Copy out the items below, replacing "thickest part" with "widest part" everywhere and keeping every other word the same. Omit the pictures from your version.

┄┄┄┄┄┄┄┄┄┄┄┄┄┄┄┄┄┄┄┄

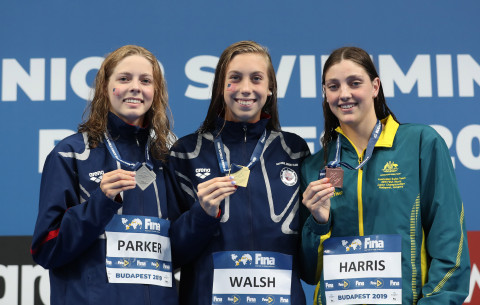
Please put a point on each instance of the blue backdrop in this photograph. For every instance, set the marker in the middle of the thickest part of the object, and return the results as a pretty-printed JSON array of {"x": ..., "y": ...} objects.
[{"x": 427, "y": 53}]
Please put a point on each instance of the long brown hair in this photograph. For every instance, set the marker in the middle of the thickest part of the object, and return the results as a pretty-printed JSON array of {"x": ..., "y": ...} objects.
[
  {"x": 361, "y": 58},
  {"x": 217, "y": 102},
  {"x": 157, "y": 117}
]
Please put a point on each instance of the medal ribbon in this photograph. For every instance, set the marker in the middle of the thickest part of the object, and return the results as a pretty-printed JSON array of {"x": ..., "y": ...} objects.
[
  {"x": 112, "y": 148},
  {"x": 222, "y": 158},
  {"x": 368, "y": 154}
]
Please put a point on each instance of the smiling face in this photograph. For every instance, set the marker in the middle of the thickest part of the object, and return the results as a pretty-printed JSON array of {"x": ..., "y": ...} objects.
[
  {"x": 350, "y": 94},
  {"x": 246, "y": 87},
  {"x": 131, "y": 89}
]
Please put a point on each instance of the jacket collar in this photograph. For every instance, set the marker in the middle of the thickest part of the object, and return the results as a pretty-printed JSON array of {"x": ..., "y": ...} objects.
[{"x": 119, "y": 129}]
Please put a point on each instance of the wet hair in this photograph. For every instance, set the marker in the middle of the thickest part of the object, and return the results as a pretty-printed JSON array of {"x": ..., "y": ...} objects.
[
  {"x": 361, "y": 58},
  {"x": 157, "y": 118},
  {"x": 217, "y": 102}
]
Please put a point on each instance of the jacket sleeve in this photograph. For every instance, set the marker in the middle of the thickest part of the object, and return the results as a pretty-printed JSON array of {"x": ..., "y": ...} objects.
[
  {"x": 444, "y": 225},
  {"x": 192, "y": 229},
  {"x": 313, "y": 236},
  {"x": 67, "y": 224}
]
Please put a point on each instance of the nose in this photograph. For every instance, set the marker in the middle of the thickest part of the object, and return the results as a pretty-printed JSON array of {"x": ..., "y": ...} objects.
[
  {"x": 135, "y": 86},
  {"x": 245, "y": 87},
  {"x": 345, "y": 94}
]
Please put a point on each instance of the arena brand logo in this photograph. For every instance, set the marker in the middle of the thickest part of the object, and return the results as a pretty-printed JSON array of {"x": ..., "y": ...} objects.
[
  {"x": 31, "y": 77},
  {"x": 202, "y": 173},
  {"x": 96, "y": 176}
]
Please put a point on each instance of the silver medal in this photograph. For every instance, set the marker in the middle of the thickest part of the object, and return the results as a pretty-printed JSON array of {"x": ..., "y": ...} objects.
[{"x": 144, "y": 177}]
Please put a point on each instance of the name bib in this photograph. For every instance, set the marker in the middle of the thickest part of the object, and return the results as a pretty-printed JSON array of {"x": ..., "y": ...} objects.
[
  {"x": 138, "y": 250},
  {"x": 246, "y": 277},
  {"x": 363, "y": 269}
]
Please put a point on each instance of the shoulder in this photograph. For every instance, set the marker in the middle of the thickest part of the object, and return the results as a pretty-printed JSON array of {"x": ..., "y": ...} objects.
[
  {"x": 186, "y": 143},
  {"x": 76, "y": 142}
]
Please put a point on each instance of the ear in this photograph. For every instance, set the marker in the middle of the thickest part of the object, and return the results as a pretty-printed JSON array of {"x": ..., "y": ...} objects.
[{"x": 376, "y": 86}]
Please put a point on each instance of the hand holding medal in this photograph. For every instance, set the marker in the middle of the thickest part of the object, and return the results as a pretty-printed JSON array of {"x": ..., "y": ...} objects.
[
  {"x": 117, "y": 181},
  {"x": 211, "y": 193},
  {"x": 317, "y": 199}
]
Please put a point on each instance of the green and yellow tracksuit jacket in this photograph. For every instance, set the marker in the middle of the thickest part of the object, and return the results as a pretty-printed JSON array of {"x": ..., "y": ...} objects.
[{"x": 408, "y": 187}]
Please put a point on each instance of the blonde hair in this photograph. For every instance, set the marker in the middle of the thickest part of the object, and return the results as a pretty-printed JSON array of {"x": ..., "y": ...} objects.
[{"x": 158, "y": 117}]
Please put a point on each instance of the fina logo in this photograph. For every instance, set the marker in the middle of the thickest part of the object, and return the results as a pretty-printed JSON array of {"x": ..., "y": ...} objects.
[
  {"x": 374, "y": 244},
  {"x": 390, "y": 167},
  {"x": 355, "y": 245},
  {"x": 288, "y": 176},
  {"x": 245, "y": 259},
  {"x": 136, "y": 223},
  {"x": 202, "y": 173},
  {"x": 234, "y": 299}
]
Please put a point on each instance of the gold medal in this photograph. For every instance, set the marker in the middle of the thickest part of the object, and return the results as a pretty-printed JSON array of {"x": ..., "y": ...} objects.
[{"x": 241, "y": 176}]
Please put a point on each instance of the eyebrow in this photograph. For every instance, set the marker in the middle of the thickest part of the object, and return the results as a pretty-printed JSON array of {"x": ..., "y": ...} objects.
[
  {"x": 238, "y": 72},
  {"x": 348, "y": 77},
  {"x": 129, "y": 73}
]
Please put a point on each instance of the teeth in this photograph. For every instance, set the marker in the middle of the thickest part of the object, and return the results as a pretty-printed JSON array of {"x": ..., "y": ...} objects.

┄┄┄┄┄┄┄┄┄┄┄┄┄┄┄┄┄┄┄┄

ANSWER TO THIS PROBLEM:
Please put a point on each instance of the blue backdrop in this photograph. For every instance, set the marker in the middle of the widest part of the object, and return the results as a pretty-printed JSON array of {"x": ..., "y": ...} objects.
[{"x": 427, "y": 53}]
Please put a point on each instance of the long brown hair in this photograph. For every instance, set the marker in the middle of the widest part of the object, and return the results as a pretty-printed JSON array of {"x": ..., "y": ...} objects.
[
  {"x": 361, "y": 58},
  {"x": 217, "y": 102},
  {"x": 157, "y": 117}
]
Please put a point on each instance of the medal ribbon in this photograph. For every instance, set the marker in the middle of the widest part of the object, and return the results as a pretty-printed JSON array of {"x": ..., "y": ...} objects.
[
  {"x": 112, "y": 148},
  {"x": 222, "y": 158},
  {"x": 368, "y": 154}
]
Please put a point on each instance of the smiling face in this photograph. For every instance, set the marker in the middle of the widest part of the object, and return the results as a pretty-printed JSON array of {"x": ..., "y": ...} objects.
[
  {"x": 350, "y": 94},
  {"x": 246, "y": 87},
  {"x": 131, "y": 89}
]
Please put a point on each instance of the jacket collar in this photograph. For every instance, set the marker in the middle of the widest part of the object, and return the results as a pretty-printed JSON array of {"x": ..., "y": ...} objects.
[{"x": 119, "y": 129}]
Please put a point on each instance of the wet hair in this photograph. For every instance, set the marker in the middle of the widest part of the object, and return the results as a pretty-printed JSON array of {"x": ..., "y": ...} objects.
[
  {"x": 361, "y": 58},
  {"x": 157, "y": 118},
  {"x": 217, "y": 102}
]
Please put a point on each instance of the jacket sleeve in this photograph. For every instance, set the marker in the middle of the widest part of the object, and return the results as a pretty-printed JSON array of {"x": ..., "y": ...} objects.
[
  {"x": 444, "y": 225},
  {"x": 192, "y": 229},
  {"x": 313, "y": 236},
  {"x": 67, "y": 224}
]
Please put a point on each instance of the nose in this photograph. For every instance, set the marker in the middle of the widest part of the object, and return the results as a pretty-printed JSON array of {"x": ..., "y": ...} objects.
[
  {"x": 135, "y": 86},
  {"x": 245, "y": 87},
  {"x": 345, "y": 94}
]
Please put a point on each instance of the arena brand logo in this photograph. For every instance, set the marker in the middle of the widest part of the object, and return the results as a pretty-printed JSON array of {"x": ..., "y": ...} objects.
[
  {"x": 31, "y": 77},
  {"x": 202, "y": 173},
  {"x": 96, "y": 176}
]
Please put a point on each instance of the silver medal in this photograph. For every instance, set the marker in the middle of the widest part of the object, and return the results as a pretty-printed JSON array of {"x": ..., "y": ...} objects.
[{"x": 144, "y": 177}]
Please put a point on each instance of the name bib in this photograph. For every instance, set the marker in the middle of the widest part of the object, and return the results as a pretty-printed JSON array of {"x": ..., "y": ...} objects.
[
  {"x": 138, "y": 250},
  {"x": 246, "y": 277},
  {"x": 363, "y": 269}
]
Please put a point on each instance of the shoulder in this photograph. For every instance, set the marker in the middle of the widest part of the object, and return the results as a pretty-printed JSON array of {"x": ..., "y": ...} objects.
[
  {"x": 186, "y": 143},
  {"x": 76, "y": 142}
]
Please put a point on each instance of the ear in this photograph. For every instance, set the marker in the middle of the widest part of the object, and return the results as a pretty-printed JSON array of {"x": ..., "y": ...} objects.
[{"x": 376, "y": 86}]
Please put a point on each instance of the hand holding medal in this photograph. For every instance, set the marker in the middle of the widest part of the object, and return the results as a pretty-printed JSON array of {"x": ..., "y": ...} objects.
[
  {"x": 117, "y": 181},
  {"x": 211, "y": 193},
  {"x": 317, "y": 199}
]
Please put a point on each instance of the green and yellow tracksuit jacket in this photograph. For every instance, set the marker in the middle of the widest part of the object, and return the results as a pretty-printed JSON array of {"x": ..., "y": ...} objects.
[{"x": 408, "y": 187}]
Please put a point on each instance of the blonde hair in this photograph. For every instance, set the marker in the middle of the widest part of the object, and return the results as a pretty-printed JSON array of {"x": ..., "y": ...} objects.
[{"x": 158, "y": 117}]
Please put a point on each instance of the fina logo in this photograph. For every instance, set the marker in the middle of the widest part of the object, and return the results as a pretty-printed JSON array of {"x": ..., "y": ...} objects.
[
  {"x": 374, "y": 244},
  {"x": 390, "y": 167},
  {"x": 355, "y": 245},
  {"x": 288, "y": 176},
  {"x": 245, "y": 259},
  {"x": 136, "y": 223},
  {"x": 202, "y": 173},
  {"x": 234, "y": 299}
]
Please put a point on each instance of the gold medal in this photograph. For every instance, set the marker in the middle of the widest part of the object, and return the results as a pretty-printed JSON array of {"x": ..., "y": ...} objects.
[{"x": 241, "y": 176}]
Please put a point on each instance of the eyebrow in this photograph. For every instance, set the marker in the middle of the widest part of the object, and return the results as a pretty-printed JSON array of {"x": ..., "y": ...} objects.
[
  {"x": 238, "y": 72},
  {"x": 348, "y": 77},
  {"x": 129, "y": 73}
]
Please put a point on each instance of the teeth in this photograph. For every instance, set the marker in the middle of the widest part of the object, and return the results as a pretty-printed JSON array of {"x": ..., "y": ...} objects.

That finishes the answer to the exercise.